Reproduce the lines of the records below, starting at the very first line and ending with the line containing "604), (709, 607)]". Include that line.

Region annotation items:
--------

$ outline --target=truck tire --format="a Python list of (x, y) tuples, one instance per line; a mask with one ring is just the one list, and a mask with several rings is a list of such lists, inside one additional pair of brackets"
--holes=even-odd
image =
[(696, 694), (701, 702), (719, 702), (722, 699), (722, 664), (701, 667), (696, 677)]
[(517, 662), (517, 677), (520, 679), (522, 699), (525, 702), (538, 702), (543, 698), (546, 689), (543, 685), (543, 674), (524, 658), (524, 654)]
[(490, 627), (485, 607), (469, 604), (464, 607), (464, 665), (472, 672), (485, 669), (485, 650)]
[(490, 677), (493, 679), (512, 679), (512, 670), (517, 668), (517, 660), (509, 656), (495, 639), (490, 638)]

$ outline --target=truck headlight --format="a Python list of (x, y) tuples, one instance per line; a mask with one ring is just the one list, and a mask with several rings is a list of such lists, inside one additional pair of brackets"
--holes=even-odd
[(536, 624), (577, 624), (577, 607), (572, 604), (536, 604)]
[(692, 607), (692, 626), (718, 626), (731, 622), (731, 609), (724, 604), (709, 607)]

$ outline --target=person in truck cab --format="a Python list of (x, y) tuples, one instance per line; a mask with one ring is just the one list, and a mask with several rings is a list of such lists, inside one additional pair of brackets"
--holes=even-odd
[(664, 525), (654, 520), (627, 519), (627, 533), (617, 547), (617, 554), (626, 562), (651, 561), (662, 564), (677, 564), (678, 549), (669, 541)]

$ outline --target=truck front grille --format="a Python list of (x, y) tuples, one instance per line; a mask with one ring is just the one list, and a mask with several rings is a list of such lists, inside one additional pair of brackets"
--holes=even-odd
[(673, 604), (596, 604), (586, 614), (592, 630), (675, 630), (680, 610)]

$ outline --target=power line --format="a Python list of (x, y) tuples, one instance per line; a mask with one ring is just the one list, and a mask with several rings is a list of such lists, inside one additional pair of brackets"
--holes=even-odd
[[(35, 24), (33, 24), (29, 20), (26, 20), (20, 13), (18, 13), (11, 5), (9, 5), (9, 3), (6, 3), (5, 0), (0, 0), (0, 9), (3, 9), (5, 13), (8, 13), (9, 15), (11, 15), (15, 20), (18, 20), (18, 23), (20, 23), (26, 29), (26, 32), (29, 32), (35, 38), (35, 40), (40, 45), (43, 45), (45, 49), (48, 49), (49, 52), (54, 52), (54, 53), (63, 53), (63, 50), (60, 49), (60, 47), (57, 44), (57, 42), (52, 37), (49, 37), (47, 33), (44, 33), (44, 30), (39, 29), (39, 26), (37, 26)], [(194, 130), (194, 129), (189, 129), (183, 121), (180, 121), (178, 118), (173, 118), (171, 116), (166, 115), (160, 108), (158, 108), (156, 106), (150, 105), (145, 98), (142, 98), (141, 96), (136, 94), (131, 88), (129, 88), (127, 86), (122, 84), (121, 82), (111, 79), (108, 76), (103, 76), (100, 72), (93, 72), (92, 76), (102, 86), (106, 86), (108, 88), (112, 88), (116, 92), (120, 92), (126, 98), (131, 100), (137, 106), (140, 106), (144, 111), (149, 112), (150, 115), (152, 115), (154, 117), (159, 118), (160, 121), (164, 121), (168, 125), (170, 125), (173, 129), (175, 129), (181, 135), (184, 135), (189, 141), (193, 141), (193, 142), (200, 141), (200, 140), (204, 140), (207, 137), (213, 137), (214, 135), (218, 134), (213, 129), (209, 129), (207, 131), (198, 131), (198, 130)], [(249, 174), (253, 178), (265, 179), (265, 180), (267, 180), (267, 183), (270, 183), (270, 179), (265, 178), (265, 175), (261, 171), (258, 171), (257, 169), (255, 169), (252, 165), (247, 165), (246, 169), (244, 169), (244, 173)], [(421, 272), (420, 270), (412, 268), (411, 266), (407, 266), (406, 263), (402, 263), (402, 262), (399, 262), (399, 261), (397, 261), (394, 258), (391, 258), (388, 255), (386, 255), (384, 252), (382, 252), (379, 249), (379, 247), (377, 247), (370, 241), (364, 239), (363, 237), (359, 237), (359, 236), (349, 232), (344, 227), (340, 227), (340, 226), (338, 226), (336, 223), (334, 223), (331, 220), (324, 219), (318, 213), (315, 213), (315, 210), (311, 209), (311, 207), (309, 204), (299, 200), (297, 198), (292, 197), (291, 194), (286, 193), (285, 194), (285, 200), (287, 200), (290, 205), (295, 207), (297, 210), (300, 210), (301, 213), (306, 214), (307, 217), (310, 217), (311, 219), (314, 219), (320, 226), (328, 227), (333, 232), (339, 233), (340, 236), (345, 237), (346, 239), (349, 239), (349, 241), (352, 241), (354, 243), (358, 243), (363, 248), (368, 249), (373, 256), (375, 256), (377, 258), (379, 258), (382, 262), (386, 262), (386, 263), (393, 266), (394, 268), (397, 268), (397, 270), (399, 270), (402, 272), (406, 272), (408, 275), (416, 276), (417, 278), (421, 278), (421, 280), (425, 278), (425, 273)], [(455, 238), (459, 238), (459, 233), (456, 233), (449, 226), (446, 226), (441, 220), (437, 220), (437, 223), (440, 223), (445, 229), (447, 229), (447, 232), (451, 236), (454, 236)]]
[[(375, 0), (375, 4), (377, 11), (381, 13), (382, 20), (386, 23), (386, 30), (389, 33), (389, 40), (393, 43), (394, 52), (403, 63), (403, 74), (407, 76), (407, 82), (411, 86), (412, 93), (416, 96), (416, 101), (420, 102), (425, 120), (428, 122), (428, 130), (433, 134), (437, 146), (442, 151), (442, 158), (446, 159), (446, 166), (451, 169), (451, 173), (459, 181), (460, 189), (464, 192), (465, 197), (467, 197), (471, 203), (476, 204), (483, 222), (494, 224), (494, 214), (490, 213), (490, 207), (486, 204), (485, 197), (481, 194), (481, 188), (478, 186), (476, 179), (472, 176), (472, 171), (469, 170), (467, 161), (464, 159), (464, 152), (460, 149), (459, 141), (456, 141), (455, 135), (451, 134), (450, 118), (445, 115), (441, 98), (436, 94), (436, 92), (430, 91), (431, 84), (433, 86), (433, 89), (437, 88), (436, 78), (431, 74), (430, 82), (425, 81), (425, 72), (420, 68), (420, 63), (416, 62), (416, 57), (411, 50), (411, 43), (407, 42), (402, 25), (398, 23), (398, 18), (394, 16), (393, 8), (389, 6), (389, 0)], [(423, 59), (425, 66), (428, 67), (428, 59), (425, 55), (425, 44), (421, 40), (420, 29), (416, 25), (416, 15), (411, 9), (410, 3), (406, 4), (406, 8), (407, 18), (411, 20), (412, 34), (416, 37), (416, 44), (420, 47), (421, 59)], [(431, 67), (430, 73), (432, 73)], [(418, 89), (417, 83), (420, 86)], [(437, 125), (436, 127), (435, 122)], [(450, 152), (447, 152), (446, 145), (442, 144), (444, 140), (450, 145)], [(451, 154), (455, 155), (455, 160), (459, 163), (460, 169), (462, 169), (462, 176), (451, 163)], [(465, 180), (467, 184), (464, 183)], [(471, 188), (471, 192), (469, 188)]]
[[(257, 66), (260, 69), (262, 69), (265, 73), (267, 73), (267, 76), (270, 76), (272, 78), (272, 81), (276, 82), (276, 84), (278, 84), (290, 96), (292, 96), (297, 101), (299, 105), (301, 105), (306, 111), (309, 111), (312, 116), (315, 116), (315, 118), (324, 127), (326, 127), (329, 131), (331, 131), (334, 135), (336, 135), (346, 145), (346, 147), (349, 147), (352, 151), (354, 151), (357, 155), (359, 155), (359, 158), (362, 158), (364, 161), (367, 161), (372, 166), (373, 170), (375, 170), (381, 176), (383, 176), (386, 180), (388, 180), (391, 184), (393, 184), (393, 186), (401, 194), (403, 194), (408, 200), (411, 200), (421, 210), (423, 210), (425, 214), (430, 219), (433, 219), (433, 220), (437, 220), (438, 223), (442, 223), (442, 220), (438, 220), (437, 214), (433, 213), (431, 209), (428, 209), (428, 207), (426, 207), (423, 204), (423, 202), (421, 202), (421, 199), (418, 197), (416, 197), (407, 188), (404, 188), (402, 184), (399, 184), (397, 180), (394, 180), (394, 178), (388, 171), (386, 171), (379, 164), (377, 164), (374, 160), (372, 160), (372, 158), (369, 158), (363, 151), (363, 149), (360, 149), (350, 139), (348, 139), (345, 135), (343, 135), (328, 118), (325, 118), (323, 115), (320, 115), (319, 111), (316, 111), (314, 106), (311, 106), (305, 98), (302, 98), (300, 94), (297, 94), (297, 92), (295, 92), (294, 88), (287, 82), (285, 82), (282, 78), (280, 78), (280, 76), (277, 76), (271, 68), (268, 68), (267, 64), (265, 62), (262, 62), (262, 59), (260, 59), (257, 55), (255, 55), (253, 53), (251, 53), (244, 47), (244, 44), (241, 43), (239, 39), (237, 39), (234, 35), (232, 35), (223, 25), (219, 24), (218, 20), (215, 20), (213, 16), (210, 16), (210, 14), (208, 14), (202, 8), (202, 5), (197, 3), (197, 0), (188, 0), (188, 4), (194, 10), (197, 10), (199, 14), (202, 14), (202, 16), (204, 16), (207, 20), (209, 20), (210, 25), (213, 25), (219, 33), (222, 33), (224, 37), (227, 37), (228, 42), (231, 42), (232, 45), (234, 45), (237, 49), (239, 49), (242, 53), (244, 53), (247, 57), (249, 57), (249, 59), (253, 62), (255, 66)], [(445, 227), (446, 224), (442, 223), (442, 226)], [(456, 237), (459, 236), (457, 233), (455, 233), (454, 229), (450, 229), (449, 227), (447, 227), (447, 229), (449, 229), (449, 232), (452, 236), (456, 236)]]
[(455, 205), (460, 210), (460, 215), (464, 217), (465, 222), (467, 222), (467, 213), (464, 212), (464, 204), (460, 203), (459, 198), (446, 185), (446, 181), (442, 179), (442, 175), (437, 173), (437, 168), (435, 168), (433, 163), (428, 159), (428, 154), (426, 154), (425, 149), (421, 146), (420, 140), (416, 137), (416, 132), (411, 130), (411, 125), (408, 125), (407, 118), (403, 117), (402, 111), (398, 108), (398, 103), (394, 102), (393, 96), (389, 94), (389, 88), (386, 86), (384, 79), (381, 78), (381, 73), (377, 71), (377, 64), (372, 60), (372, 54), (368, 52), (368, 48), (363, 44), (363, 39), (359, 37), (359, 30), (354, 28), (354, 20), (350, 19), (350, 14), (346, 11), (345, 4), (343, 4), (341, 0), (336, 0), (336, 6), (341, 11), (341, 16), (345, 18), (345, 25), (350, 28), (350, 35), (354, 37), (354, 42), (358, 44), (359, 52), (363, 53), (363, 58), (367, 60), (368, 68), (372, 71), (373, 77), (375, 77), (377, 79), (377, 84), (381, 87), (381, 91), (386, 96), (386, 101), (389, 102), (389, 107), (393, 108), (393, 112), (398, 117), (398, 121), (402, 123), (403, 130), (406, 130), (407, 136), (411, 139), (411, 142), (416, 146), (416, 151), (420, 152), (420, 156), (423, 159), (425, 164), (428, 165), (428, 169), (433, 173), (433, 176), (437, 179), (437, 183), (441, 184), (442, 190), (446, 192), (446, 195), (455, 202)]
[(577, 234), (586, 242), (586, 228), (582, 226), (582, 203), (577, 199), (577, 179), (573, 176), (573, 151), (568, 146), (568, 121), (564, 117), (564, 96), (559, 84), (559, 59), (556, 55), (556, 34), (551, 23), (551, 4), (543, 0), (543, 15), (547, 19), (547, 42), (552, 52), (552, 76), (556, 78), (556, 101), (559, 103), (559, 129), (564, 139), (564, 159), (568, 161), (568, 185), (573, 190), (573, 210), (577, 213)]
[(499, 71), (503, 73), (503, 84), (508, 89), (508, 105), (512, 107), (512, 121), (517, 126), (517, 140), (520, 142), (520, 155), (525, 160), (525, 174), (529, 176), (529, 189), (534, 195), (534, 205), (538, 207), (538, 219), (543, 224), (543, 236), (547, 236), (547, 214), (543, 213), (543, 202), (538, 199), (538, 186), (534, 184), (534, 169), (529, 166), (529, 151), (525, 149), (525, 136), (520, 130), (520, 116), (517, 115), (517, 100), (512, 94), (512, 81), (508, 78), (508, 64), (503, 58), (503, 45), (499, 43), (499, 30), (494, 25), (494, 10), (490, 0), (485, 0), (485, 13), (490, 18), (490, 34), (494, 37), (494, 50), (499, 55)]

--------

**FULL SOLUTION:**
$ outline --target=truck tire --format="a Python list of (x, y) tuples, one instance per line; a mask with one ring is just the one list, and a mask with several rings is a list of such lists, inside one additional pair of brackets"
--holes=even-odd
image =
[(696, 694), (701, 702), (719, 702), (722, 699), (722, 664), (701, 667), (696, 677)]
[(517, 662), (517, 677), (520, 679), (522, 699), (525, 702), (538, 702), (543, 698), (546, 689), (543, 685), (543, 674), (524, 658), (524, 654)]
[(490, 627), (485, 607), (469, 604), (464, 607), (464, 665), (472, 672), (485, 669), (485, 650)]
[(490, 677), (493, 679), (512, 679), (512, 670), (517, 668), (517, 660), (509, 656), (495, 639), (490, 638)]

$ outline --target=truck headlight --format="a Python list of (x, y) tuples, one instance per line; a mask with one ring is just the one list, and a mask with several rings is a list of such lists, inside one additional pair of brackets"
--holes=even-odd
[(536, 624), (577, 624), (577, 607), (572, 604), (536, 604)]
[(692, 607), (692, 626), (718, 626), (731, 622), (731, 609), (724, 604), (709, 607)]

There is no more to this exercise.